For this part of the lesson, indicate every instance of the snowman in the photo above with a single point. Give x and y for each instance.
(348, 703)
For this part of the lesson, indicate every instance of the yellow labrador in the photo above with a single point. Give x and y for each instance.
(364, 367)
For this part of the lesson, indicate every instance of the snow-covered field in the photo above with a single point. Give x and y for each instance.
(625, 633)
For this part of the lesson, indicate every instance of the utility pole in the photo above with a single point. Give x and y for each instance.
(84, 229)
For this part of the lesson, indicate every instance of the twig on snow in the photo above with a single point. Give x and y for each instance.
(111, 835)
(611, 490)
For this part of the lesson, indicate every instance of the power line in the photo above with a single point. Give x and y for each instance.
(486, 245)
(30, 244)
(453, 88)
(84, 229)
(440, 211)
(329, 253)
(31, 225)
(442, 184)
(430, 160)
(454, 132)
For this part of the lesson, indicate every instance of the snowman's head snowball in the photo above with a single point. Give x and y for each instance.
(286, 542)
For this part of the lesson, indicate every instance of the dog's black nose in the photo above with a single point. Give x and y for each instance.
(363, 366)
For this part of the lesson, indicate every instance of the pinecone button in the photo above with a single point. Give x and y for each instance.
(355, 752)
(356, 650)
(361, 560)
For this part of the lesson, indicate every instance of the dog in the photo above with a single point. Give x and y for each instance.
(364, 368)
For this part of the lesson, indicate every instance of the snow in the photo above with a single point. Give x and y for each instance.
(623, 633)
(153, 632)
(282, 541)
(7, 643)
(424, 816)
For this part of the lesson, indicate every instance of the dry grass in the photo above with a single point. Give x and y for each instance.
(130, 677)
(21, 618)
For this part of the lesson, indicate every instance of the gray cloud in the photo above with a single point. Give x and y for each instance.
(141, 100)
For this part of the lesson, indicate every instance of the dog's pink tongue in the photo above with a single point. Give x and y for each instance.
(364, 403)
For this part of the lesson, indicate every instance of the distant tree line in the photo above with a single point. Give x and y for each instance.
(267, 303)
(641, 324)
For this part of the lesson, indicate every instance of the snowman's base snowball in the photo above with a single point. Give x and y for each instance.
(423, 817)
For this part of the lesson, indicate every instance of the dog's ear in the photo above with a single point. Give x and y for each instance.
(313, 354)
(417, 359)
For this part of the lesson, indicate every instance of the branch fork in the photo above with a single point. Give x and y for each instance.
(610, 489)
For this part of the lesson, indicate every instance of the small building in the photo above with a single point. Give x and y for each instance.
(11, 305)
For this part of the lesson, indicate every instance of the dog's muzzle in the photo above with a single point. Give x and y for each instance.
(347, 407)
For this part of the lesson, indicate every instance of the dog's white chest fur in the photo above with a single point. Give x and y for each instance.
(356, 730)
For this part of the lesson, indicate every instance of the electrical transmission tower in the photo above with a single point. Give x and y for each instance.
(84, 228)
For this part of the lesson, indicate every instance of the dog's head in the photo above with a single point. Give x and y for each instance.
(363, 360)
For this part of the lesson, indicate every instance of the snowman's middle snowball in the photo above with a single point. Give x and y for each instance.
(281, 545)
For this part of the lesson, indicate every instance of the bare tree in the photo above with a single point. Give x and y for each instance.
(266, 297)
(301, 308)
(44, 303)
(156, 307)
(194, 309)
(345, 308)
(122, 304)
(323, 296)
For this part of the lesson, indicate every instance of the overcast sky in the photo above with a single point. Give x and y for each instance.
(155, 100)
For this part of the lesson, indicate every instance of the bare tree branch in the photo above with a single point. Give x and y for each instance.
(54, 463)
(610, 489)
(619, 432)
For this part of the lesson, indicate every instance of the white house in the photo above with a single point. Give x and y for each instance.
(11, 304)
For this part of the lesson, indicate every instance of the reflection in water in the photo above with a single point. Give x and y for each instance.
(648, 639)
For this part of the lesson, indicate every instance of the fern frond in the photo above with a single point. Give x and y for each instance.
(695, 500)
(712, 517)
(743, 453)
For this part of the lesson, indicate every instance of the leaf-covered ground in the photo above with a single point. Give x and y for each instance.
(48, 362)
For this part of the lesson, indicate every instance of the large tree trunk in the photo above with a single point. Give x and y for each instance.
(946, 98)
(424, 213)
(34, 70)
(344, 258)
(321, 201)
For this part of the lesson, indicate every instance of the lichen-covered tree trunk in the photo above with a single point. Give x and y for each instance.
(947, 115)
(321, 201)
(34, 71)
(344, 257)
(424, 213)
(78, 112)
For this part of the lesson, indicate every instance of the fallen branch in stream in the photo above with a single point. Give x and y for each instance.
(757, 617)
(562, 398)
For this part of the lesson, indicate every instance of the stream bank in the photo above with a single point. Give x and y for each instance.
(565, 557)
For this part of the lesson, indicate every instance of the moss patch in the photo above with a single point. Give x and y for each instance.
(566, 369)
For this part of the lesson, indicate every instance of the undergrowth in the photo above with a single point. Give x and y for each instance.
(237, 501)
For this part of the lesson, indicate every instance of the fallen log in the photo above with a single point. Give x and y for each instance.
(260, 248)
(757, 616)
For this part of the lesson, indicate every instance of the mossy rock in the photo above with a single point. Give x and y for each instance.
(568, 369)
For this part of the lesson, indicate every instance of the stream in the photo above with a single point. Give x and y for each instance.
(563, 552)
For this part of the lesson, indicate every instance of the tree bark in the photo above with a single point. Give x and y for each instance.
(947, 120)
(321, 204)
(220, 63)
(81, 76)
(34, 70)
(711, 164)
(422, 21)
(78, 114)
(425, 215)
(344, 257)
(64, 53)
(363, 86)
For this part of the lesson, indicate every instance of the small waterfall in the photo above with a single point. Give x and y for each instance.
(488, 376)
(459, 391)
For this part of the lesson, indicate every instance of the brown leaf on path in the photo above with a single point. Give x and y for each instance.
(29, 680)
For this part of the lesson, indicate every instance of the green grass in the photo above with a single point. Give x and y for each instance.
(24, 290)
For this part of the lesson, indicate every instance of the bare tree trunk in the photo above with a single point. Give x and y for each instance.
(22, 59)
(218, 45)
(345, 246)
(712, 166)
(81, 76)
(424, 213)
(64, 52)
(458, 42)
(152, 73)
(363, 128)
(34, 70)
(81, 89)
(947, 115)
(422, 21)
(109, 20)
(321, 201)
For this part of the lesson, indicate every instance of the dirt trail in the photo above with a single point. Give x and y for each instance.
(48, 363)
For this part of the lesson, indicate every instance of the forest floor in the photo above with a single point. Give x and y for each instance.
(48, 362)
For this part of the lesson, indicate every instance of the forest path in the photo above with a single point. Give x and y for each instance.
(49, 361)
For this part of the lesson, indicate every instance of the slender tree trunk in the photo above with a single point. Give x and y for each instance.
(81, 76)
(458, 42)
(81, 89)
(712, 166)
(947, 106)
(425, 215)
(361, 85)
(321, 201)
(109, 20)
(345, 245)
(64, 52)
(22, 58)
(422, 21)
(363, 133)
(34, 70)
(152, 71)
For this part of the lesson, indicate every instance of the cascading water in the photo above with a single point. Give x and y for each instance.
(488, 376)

---

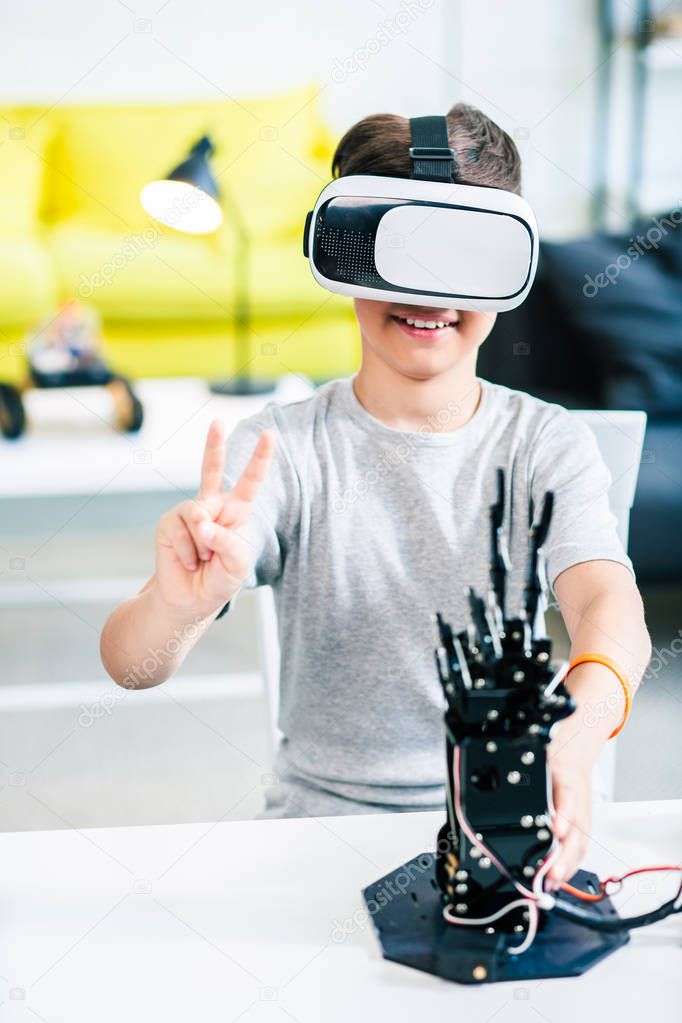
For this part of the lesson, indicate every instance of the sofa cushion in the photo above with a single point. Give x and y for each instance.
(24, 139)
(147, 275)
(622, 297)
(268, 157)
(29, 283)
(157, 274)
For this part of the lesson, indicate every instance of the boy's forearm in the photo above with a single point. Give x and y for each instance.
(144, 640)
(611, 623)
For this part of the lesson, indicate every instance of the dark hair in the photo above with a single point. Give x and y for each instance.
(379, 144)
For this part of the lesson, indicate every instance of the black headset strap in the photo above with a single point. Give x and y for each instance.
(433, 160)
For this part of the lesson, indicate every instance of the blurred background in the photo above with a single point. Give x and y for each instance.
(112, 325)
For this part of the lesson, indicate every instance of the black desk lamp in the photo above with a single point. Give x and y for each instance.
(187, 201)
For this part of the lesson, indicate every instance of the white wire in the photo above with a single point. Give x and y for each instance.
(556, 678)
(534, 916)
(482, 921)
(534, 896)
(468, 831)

* * *

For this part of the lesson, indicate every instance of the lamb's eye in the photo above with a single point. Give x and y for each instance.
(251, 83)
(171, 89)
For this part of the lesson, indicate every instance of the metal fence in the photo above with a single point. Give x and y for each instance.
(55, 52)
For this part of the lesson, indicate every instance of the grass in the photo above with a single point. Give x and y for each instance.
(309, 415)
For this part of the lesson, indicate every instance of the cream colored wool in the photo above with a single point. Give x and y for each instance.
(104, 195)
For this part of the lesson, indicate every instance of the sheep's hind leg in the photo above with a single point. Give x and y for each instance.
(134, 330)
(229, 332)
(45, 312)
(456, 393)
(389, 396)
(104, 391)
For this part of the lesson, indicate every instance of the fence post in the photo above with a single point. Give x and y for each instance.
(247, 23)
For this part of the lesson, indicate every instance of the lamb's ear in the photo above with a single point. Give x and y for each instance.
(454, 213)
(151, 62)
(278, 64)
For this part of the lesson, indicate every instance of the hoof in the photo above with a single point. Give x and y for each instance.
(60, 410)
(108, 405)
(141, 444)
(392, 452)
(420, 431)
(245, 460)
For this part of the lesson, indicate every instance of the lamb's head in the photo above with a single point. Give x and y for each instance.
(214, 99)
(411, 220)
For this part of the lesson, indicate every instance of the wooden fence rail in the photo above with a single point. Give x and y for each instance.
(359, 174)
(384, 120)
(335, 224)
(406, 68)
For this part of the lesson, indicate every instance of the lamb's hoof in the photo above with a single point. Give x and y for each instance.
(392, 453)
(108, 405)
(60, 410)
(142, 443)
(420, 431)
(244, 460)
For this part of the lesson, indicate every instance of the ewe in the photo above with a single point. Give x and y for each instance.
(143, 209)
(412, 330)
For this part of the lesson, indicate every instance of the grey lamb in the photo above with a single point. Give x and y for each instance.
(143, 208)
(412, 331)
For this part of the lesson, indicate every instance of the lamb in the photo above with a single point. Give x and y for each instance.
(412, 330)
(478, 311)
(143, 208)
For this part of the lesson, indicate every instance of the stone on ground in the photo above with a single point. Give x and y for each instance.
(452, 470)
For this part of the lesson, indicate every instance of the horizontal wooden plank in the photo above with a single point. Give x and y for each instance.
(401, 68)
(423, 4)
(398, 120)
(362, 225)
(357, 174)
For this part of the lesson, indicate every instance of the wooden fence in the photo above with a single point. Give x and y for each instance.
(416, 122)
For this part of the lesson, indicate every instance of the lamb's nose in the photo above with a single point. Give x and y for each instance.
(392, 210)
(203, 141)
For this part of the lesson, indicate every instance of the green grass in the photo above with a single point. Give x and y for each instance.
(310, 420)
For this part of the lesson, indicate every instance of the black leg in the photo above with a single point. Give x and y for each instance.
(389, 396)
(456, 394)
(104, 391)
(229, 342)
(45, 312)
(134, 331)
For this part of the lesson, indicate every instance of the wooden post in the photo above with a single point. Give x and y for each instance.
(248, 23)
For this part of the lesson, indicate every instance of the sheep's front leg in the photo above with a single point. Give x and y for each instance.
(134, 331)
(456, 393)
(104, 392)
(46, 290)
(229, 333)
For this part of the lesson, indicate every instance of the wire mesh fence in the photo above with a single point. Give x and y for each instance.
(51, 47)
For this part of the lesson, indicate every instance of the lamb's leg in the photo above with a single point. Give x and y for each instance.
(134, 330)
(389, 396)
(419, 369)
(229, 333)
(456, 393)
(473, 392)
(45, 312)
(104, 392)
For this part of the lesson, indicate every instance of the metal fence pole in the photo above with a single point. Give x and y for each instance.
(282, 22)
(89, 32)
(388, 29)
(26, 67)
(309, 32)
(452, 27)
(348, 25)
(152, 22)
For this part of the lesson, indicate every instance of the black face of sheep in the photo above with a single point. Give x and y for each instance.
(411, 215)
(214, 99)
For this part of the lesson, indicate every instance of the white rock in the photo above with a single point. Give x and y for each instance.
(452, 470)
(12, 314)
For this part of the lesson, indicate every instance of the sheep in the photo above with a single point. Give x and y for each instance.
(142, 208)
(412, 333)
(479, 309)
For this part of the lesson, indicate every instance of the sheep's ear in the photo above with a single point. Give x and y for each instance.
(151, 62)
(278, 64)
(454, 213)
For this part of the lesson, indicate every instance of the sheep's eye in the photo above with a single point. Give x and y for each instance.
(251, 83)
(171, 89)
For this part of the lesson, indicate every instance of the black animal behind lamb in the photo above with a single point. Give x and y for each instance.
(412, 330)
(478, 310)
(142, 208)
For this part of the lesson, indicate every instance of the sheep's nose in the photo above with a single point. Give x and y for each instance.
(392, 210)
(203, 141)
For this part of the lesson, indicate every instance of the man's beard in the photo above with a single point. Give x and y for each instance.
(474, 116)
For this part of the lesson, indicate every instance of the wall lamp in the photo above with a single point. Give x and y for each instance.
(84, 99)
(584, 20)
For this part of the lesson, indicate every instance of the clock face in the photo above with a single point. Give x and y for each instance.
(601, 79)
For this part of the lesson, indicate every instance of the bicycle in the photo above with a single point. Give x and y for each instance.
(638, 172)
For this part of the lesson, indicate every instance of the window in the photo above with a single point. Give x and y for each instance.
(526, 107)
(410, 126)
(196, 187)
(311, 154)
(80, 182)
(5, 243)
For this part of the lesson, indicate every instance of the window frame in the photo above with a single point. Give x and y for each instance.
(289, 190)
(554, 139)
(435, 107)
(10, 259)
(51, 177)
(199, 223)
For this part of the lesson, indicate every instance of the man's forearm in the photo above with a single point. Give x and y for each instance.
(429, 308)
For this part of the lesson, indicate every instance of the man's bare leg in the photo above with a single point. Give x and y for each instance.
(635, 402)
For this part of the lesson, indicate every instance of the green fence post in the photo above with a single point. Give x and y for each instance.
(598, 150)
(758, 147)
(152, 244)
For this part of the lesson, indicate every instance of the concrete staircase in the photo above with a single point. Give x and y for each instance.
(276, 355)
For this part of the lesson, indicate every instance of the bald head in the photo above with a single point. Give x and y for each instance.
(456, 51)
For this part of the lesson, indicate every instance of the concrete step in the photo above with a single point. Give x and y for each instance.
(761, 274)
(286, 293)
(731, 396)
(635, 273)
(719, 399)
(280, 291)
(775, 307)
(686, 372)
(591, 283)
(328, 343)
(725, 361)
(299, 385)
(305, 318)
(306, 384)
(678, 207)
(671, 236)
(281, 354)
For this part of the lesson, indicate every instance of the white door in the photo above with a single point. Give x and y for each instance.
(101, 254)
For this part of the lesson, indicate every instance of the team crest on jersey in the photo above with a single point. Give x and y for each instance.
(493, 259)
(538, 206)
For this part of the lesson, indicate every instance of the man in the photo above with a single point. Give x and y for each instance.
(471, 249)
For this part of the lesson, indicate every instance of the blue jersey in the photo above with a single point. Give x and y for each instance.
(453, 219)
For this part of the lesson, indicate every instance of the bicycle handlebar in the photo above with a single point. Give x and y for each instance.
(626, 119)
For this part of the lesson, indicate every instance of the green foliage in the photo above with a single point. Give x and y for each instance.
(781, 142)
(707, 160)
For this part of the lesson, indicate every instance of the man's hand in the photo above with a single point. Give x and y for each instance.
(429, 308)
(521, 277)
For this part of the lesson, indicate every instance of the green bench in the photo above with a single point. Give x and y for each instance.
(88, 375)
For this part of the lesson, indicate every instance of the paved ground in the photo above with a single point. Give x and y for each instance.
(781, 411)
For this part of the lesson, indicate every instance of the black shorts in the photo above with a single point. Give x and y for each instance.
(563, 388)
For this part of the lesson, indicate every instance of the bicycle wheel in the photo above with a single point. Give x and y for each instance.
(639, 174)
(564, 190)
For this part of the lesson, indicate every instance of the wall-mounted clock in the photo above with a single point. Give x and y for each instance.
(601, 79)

*Stated goal*
Pull out every line of the entries above that contains the word "fence", counting only matches with the same upper and lower case.

*Written reply*
For this part of the lesson, indicate every instance of the metal fence in the photo above with a single point. Give x and y for each instance.
For this part of the lesson, indicate every instance of the fence post in the photo above with a single point. Give x and y for each instance.
For this part of the lesson, indicate every instance of the wooden fence rail in the photo above with a single point. Give x and y for each instance.
For this part of the lesson, indicate every instance of the wooden fence in the photo above with a single point. Give x and y for each instance.
For this part of the lesson, indicate every instance of the wire mesh fence in the photo above with a single point. Give x and y for each instance.
For this part of the lesson, indicate every instance of the metal fence pole in the photo above with a single point. Give x and y for each instance.
For this part of the lesson, indicate every instance of the green fence post in the photo above with a single point. Give x and y for each instance.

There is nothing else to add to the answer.